Authentication for Databricks tools and APIs

When a tool makes an automation or API request, it includes credentials that authenticate an identity with Databricks. This article describes the credentials that Databricks needs to authenticate and authorize requests.

Note

Basic authentication using a Databricks username and password reached end of life on July 10, 2024. See End of life for Databricks-managed passwords.

Databricks authentication types

Databricks provides several ways to authenticate Databricks users and service principals. Select the authentication method that works best for your use case. Databricks tools and SDKs work with one or more supported Databricks authentication types. For details, see the tool or SDK documentation in Developer tools and guidance.

Method

Description

Use case

OAuth for service principals (OAuth M2M)

Short-lived OAuth tokens for service principals.

Unattended authentication scenarios, such as fully automated and CI/CD workflows.

OAuth for users (OAuth U2M)

Short-lived OAuth tokens for users.

Attended authentication scenario, where you use your web browser to authenticate with Databricks in real time, when prompted.

Personal access tokens (PAT)

Short-lived or long-lived tokens for users or service principals.
************
▸ **WRITTEN INSTRUCTION 1**
Based on the Databricks authentication text, decide whether each statement agrees with it. For each, answer yes or no and quote the deciding words.
(a) Basic authentication with a Databricks username and password reached end of life on July 10, 2024.
(b) OAuth for users is intended for fully automated and CI/CD workflows.
(c) Personal access tokens are always long-lived.

▸ **INFORMATION SUPPLIED**
************
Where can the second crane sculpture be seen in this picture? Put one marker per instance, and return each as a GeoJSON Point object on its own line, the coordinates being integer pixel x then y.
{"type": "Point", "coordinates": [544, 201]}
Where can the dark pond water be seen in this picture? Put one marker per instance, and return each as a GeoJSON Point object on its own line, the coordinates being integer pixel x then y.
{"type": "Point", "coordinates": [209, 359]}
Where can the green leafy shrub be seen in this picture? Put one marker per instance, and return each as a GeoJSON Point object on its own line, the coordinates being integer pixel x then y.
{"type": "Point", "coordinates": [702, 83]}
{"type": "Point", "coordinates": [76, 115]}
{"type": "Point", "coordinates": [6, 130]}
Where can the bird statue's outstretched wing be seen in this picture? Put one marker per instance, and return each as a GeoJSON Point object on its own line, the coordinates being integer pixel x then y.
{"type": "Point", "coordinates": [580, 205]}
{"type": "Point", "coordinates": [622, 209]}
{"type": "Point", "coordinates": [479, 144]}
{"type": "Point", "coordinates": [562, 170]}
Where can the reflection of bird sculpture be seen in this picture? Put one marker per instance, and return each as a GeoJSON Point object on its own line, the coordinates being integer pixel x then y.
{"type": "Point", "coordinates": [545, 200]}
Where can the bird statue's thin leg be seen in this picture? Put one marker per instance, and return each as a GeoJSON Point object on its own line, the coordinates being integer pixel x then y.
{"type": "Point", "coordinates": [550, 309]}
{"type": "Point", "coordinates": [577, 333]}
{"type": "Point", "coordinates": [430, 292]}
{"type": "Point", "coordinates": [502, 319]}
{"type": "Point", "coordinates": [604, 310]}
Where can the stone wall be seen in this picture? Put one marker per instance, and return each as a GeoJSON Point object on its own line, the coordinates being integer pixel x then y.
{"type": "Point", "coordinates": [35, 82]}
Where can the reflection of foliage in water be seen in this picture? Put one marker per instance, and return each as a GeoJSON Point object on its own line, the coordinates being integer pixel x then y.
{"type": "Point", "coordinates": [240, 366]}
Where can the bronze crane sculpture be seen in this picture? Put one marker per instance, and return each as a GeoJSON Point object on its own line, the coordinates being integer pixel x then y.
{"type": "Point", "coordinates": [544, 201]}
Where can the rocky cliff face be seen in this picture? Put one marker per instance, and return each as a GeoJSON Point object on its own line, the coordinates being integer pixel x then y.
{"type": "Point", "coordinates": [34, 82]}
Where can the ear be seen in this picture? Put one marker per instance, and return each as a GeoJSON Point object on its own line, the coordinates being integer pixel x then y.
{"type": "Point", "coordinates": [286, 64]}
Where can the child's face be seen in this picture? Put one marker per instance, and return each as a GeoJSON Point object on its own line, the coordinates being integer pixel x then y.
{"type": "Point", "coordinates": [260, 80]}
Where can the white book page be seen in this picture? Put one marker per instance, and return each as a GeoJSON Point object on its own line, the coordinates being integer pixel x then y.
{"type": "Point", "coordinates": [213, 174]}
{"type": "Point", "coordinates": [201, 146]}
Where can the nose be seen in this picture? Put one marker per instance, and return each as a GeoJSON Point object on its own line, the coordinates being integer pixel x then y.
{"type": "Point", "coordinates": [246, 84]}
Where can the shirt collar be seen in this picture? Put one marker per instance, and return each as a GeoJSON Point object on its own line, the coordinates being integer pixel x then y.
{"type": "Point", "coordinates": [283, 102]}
************
▸ **WRITTEN INSTRUCTION 2**
Pull out every line of the entries that contains the word "crane".

▸ **OUTPUT 1**
(a) Yes: "Basic authentication using a Databricks username and password reached end of life on July 10, 2024."
(b) No: "Attended authentication scenario, where you use your web browser to authenticate with Databricks in real time, when prompted."
(c) No: "Short-lived or long-lived tokens for users or service principals."

▸ **OUTPUT 2**
Where can the second crane sculpture be seen in this picture? Put one marker per instance, and return each as a GeoJSON Point object on its own line, the coordinates being integer pixel x then y.
Where can the bronze crane sculpture be seen in this picture? Put one marker per instance, and return each as a GeoJSON Point object on its own line, the coordinates being integer pixel x then y.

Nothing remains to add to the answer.